§ **Set problem**: Copy everything from the line containing "of the pendant" down to the line containing "M170 49L173 49L174", replacing "pendant light bulb" with "hanging lamp" and leaving the rest unchanged.

§ **Provided entries**:
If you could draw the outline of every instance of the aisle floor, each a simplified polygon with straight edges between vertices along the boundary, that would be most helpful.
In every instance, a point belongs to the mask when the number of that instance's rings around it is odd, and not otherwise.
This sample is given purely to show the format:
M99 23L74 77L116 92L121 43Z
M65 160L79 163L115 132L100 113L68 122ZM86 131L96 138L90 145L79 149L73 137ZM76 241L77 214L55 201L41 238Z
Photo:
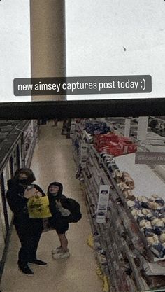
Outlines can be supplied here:
M42 235L38 258L48 262L45 267L31 266L34 277L21 273L17 265L20 242L13 229L7 259L1 279L2 292L101 292L102 281L96 274L94 253L87 244L91 228L85 198L79 181L75 178L76 167L73 160L71 139L61 135L62 123L53 127L50 122L41 126L31 168L36 183L46 191L52 181L60 181L64 193L76 199L81 205L82 218L70 224L67 232L71 256L54 260L51 250L59 246L56 232Z

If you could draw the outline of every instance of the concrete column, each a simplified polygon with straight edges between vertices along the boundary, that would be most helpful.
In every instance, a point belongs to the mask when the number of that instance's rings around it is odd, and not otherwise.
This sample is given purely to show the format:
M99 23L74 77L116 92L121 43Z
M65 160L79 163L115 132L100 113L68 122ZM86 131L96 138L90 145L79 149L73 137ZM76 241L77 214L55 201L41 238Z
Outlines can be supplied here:
M31 0L31 77L66 76L65 1ZM64 100L64 95L32 100Z

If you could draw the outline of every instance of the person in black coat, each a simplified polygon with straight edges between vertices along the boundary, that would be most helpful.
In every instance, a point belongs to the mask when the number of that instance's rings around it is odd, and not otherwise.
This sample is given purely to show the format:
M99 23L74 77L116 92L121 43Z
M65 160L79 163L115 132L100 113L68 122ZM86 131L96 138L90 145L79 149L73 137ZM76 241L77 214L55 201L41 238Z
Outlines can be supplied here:
M62 194L62 183L56 181L50 183L48 188L50 210L52 214L49 222L50 227L55 229L61 244L60 246L52 251L55 259L66 258L70 256L66 232L69 229L67 217L69 216L71 212L63 208L60 203L60 200L66 198L66 196Z
M33 172L22 168L15 172L13 179L8 181L6 194L8 203L14 214L13 224L20 240L21 248L18 253L18 267L27 275L33 275L28 263L46 265L46 263L36 258L36 251L43 232L43 220L30 218L28 214L28 200L34 196L45 195L42 189L36 184Z

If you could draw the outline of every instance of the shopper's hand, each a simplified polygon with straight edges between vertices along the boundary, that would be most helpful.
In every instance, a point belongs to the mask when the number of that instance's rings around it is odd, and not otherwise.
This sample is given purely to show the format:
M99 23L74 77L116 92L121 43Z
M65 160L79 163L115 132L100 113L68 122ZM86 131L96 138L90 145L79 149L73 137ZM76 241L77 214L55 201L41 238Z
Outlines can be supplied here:
M26 197L26 199L29 199L29 197L34 197L35 195L38 195L38 193L39 192L35 188L31 188L29 190L25 190L24 193L24 197Z

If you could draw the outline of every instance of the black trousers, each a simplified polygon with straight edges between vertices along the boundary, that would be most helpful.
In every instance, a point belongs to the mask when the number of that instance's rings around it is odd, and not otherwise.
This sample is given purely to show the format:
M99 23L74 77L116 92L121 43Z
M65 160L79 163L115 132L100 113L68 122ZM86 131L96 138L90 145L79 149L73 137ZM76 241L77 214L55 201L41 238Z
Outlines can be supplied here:
M40 223L20 225L15 224L15 229L20 240L21 248L18 253L17 264L20 267L27 265L28 262L36 259L36 251L43 226Z

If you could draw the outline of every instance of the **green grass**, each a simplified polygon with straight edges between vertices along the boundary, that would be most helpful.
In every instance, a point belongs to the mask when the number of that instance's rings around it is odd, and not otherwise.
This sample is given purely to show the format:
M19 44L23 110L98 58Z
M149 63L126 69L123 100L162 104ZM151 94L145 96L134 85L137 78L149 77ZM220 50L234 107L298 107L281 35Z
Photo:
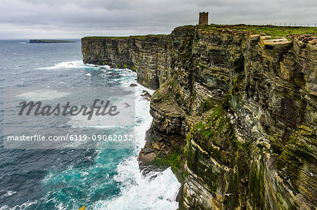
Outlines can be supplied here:
M204 31L228 31L232 32L245 32L248 34L263 34L272 37L287 37L290 34L311 34L316 36L317 29L313 27L289 27L273 25L199 25Z
M145 39L146 37L165 37L166 34L149 34L149 35L135 35L130 37L85 37L82 39Z

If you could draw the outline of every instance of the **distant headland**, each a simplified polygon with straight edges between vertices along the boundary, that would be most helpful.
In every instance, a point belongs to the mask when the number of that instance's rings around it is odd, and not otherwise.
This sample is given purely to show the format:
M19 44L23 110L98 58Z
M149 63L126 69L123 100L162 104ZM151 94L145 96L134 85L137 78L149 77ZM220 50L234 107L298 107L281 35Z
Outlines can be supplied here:
M76 41L54 39L30 39L30 43L74 43Z

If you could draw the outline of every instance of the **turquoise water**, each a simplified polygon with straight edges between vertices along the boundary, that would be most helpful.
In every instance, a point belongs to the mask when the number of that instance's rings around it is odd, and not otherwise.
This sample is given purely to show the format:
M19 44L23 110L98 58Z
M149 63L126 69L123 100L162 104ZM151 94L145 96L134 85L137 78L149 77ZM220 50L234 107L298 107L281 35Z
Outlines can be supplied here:
M80 43L0 41L0 90L8 87L128 87L129 70L84 65ZM175 209L180 183L170 169L142 177L137 157L151 117L136 88L135 150L0 147L0 209ZM0 140L3 141L3 96ZM156 177L153 178L153 177Z

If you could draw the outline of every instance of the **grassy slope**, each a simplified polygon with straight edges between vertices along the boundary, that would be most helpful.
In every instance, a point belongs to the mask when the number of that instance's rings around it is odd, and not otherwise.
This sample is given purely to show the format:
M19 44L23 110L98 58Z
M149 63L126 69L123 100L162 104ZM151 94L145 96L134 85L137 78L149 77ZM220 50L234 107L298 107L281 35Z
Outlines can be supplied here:
M187 26L184 26L187 27ZM192 27L192 26L190 26ZM317 29L313 27L282 27L273 25L199 25L204 31L216 30L228 32L245 32L247 34L261 34L271 36L272 38L276 37L285 37L292 34L310 34L314 39L317 36ZM165 34L149 34L130 37L85 37L82 39L128 39L135 38L144 39L147 37L162 37Z

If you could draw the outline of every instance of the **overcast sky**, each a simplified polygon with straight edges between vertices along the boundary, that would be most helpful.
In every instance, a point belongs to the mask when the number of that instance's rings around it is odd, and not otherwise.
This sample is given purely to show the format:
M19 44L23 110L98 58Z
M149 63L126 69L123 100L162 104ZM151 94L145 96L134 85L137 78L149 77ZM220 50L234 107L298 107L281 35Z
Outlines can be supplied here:
M169 34L196 25L317 22L316 0L0 0L0 39Z

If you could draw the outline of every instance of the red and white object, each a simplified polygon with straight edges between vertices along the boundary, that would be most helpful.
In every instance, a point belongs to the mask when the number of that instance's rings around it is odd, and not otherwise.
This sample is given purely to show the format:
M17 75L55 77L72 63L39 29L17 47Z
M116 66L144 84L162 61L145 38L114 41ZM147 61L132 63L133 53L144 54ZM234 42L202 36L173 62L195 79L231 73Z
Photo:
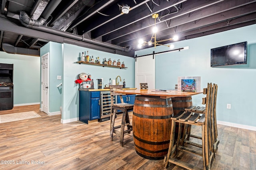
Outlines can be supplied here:
M86 80L88 78L88 75L85 72L81 72L79 75L80 79L82 80Z

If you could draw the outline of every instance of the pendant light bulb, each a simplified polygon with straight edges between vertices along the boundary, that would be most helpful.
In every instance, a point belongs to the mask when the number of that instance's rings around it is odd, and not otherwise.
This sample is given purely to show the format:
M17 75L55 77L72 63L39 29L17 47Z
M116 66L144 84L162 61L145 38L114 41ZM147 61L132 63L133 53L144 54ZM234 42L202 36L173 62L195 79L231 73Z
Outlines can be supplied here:
M143 41L143 39L139 39L139 44L143 44L143 43L144 43L144 41Z
M173 39L174 41L177 41L179 39L179 37L178 37L178 35L174 35L173 38L172 38L172 39Z
M170 49L173 49L174 48L174 45L173 44L171 44L170 45Z

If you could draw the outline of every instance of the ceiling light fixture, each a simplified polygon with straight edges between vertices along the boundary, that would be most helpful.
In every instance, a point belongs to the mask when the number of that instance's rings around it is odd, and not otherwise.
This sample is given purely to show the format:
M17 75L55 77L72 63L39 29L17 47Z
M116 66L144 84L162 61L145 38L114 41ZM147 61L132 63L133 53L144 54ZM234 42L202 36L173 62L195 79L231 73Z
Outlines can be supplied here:
M174 36L173 37L170 38L169 39L165 39L164 40L160 40L158 41L156 41L156 32L157 32L157 27L156 26L156 19L158 18L158 14L154 14L152 15L152 18L155 19L155 24L154 28L153 28L153 34L151 36L151 39L148 42L144 41L143 40L140 39L139 40L139 44L138 45L138 47L141 47L142 45L145 45L146 44L148 44L149 45L152 45L152 44L154 45L155 47L155 49L156 48L156 45L164 45L164 46L168 47L171 49L173 49L174 48L174 45L165 45L164 44L159 44L159 43L165 41L166 41L168 40L174 40L177 41L178 39L178 37L177 35ZM154 39L154 42L152 41L152 40Z
M124 14L128 14L130 10L130 6L127 5L122 7L122 12Z

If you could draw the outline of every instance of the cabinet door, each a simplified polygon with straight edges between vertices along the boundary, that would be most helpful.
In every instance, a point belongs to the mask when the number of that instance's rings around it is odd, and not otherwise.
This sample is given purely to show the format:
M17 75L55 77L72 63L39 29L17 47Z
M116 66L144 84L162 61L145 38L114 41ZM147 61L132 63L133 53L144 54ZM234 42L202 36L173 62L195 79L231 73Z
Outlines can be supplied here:
M130 104L134 104L134 101L135 101L136 94L132 94L130 95L128 95L128 103Z
M100 119L100 98L91 99L91 120Z

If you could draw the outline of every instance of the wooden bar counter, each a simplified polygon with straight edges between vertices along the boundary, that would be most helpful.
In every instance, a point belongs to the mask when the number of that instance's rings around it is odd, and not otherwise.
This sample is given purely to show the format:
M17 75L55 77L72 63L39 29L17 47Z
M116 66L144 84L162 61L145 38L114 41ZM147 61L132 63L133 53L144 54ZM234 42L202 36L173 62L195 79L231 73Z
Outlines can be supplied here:
M138 95L135 98L132 116L135 150L140 156L154 160L163 159L168 151L171 117L174 115L172 100L176 98L178 100L175 104L179 103L189 107L192 105L191 96L202 93L176 90L162 92L150 89L115 92Z

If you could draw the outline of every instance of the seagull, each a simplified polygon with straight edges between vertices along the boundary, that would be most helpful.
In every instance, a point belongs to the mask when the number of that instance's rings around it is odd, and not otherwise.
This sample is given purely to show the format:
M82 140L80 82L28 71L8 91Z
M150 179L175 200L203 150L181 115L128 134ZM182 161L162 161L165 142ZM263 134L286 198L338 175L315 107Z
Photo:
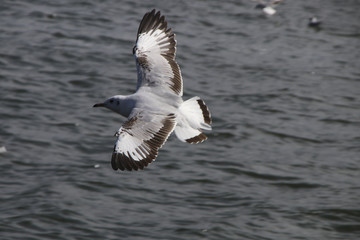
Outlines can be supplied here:
M255 6L255 9L261 9L265 14L271 16L276 13L275 6L281 3L283 0L272 0L267 3L262 0L253 0L253 1L258 3Z
M319 21L317 17L309 18L309 23L308 23L309 27L318 28L320 27L320 25L321 25L321 21Z
M201 143L211 130L211 114L200 97L182 99L183 80L175 61L176 40L165 17L153 9L140 22L133 48L136 92L116 95L93 107L105 107L127 120L115 133L114 170L144 169L174 131L182 142Z

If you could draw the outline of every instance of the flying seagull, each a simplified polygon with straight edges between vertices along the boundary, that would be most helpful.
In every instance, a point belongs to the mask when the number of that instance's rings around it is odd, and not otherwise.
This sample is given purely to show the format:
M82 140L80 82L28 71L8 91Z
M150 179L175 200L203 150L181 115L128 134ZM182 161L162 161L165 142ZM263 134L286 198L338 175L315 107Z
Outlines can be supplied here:
M97 103L127 117L111 157L114 170L138 170L155 160L159 149L175 131L180 141L200 143L211 130L211 115L204 101L183 101L183 81L175 61L176 40L165 17L155 9L141 20L133 48L137 68L134 94L116 95Z

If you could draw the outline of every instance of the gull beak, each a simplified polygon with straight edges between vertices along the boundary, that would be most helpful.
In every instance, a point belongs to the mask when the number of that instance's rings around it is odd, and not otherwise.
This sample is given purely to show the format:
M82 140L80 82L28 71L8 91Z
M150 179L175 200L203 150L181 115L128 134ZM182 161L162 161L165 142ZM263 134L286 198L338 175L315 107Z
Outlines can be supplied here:
M105 107L105 105L103 103L97 103L93 107Z

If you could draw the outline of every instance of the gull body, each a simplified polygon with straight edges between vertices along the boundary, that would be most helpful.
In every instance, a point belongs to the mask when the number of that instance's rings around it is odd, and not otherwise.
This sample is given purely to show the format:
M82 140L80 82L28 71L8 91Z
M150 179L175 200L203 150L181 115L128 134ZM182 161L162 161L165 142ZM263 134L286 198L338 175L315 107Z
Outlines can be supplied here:
M182 142L207 139L211 115L199 97L183 101L183 82L175 61L175 34L165 17L155 9L144 15L133 54L137 67L137 89L131 95L116 95L94 107L108 108L127 121L115 133L111 158L114 170L138 170L148 166L174 131Z

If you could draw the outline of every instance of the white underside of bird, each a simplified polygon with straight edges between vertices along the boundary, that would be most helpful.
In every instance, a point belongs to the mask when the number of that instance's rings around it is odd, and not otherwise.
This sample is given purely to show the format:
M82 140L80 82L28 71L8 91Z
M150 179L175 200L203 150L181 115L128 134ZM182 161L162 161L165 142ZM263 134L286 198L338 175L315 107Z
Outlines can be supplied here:
M160 12L144 15L133 54L138 72L136 92L94 105L128 118L115 133L114 170L143 169L155 160L173 131L183 142L200 143L207 139L202 130L211 130L211 115L204 101L199 97L182 99L175 35Z

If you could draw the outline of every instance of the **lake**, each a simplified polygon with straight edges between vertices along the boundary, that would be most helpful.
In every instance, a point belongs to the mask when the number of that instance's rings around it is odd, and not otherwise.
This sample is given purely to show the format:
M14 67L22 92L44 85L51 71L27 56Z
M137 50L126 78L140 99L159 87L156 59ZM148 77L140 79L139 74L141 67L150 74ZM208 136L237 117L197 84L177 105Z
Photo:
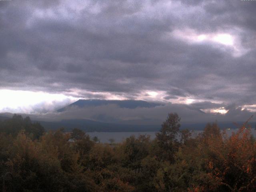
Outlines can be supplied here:
M232 132L236 132L236 129L226 130L228 135L230 136ZM193 130L192 134L193 136L196 136L198 133L202 132L202 130ZM251 132L254 136L256 137L256 130L254 129L251 129ZM119 143L125 140L125 139L134 135L137 137L140 135L147 134L150 136L151 139L154 139L156 137L155 132L88 132L86 133L90 135L91 138L96 136L100 140L101 143L109 143L109 140L113 139L116 143Z

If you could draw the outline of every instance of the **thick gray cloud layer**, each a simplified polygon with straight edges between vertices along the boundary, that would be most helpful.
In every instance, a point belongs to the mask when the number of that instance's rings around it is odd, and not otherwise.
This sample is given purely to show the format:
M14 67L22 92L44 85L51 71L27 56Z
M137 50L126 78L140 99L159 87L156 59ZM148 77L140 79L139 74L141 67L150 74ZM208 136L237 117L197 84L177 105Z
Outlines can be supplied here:
M240 0L0 2L0 88L252 105L256 9ZM191 38L223 34L234 44Z

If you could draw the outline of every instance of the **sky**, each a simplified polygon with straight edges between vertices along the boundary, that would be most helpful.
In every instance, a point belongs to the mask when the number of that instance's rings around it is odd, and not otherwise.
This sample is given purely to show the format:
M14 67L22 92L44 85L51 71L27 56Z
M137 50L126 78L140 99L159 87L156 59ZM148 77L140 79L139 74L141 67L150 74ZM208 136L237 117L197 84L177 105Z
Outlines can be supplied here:
M256 10L240 0L0 1L0 112L94 98L158 101L190 118L252 114Z

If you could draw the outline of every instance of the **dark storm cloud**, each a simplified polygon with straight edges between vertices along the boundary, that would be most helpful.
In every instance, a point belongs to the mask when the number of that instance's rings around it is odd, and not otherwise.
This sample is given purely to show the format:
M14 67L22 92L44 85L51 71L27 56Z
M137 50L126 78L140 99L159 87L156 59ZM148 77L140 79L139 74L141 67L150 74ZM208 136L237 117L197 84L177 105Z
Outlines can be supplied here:
M0 88L212 101L196 109L254 104L256 2L0 2ZM237 50L174 34L188 29L230 34Z

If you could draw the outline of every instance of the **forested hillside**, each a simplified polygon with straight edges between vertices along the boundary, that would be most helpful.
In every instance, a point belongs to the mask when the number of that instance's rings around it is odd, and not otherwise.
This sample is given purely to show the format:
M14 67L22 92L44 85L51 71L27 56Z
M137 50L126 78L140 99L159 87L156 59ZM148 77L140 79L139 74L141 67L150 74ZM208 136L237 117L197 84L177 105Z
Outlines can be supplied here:
M0 122L3 192L255 191L256 142L246 125L191 137L169 114L154 140L102 144L78 129L45 132L29 118ZM180 139L177 139L178 136Z

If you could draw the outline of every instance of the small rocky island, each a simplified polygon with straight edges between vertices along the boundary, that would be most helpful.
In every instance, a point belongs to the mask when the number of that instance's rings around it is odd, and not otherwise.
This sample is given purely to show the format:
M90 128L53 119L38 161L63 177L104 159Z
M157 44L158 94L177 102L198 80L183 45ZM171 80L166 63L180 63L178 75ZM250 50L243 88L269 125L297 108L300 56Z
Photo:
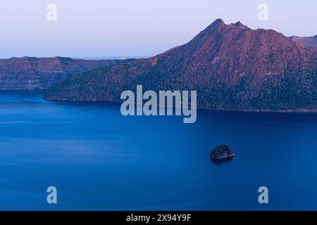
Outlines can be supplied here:
M210 158L213 162L231 160L235 155L230 147L222 145L215 147L211 153Z

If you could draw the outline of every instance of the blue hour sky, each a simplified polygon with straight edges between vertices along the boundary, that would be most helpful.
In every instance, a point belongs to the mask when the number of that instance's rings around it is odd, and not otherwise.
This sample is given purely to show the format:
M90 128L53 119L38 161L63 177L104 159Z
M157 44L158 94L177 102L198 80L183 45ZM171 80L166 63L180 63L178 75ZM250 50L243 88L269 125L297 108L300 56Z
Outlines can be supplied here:
M46 18L49 4L57 20ZM268 21L258 6L268 6ZM150 56L216 19L286 36L317 34L316 0L1 0L0 58Z

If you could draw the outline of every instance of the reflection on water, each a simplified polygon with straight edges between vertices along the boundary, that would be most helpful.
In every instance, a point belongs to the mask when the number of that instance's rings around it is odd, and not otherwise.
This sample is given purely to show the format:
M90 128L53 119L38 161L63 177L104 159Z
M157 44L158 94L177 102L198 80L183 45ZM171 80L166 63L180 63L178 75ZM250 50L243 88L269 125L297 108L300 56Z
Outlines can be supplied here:
M316 113L200 110L186 124L1 91L0 210L317 210L316 136ZM237 156L213 164L222 143Z

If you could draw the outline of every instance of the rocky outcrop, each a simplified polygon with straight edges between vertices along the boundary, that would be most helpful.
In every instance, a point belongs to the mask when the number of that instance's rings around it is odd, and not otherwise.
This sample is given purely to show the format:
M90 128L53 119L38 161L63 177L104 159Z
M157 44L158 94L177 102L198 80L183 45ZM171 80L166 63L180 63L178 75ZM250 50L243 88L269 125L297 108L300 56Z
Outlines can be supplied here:
M215 147L211 153L210 158L214 162L231 160L235 157L230 147L222 145Z
M46 89L78 73L129 61L63 57L0 59L0 90Z
M124 90L197 90L198 108L316 111L317 51L272 30L217 20L189 43L148 59L84 72L53 101L120 101Z
M317 35L313 37L298 37L292 36L290 37L292 41L294 41L299 44L304 46L317 46Z

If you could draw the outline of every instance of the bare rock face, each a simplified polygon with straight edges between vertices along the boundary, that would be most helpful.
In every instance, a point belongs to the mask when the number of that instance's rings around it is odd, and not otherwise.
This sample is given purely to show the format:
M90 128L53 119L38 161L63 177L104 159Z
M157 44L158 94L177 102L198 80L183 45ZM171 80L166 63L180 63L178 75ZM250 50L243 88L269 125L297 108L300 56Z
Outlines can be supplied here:
M53 101L118 101L125 90L197 90L197 107L317 111L317 51L272 30L217 20L189 43L58 83Z
M230 147L222 145L215 147L211 151L210 158L214 162L223 162L230 160L235 155Z

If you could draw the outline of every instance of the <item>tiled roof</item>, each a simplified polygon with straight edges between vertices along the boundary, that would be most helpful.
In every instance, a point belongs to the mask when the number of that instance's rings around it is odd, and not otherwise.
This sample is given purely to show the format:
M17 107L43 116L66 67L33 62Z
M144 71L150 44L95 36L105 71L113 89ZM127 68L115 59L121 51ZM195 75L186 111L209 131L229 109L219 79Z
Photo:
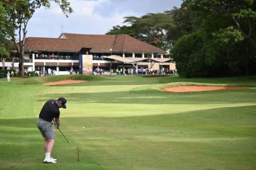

§ **Solution to this task**:
If you could draw the outline of every instance of the hanging lamp, each a simplified polygon with straight edges between vertices along the boundary, that would be most helpful.
In every instance, a point belongs to the mask when the number of that instance's rings around it is odd, and not otherwise.
This sample is given purely to show the format:
M17 75L55 77L72 63L39 29L17 47Z
M116 66L144 84L162 61L145 38L114 41ZM147 61L132 63L133 53L144 54ZM234 42L202 36L173 62L195 79L231 73Z
Outlines can be supplied here:
M143 41L143 39L139 39L139 44L143 44L143 43L144 43L144 41Z
M173 39L174 41L177 41L179 39L179 37L178 37L178 35L174 35L173 38L172 38L172 39Z
M170 49L173 49L174 48L174 45L173 44L171 44L170 45Z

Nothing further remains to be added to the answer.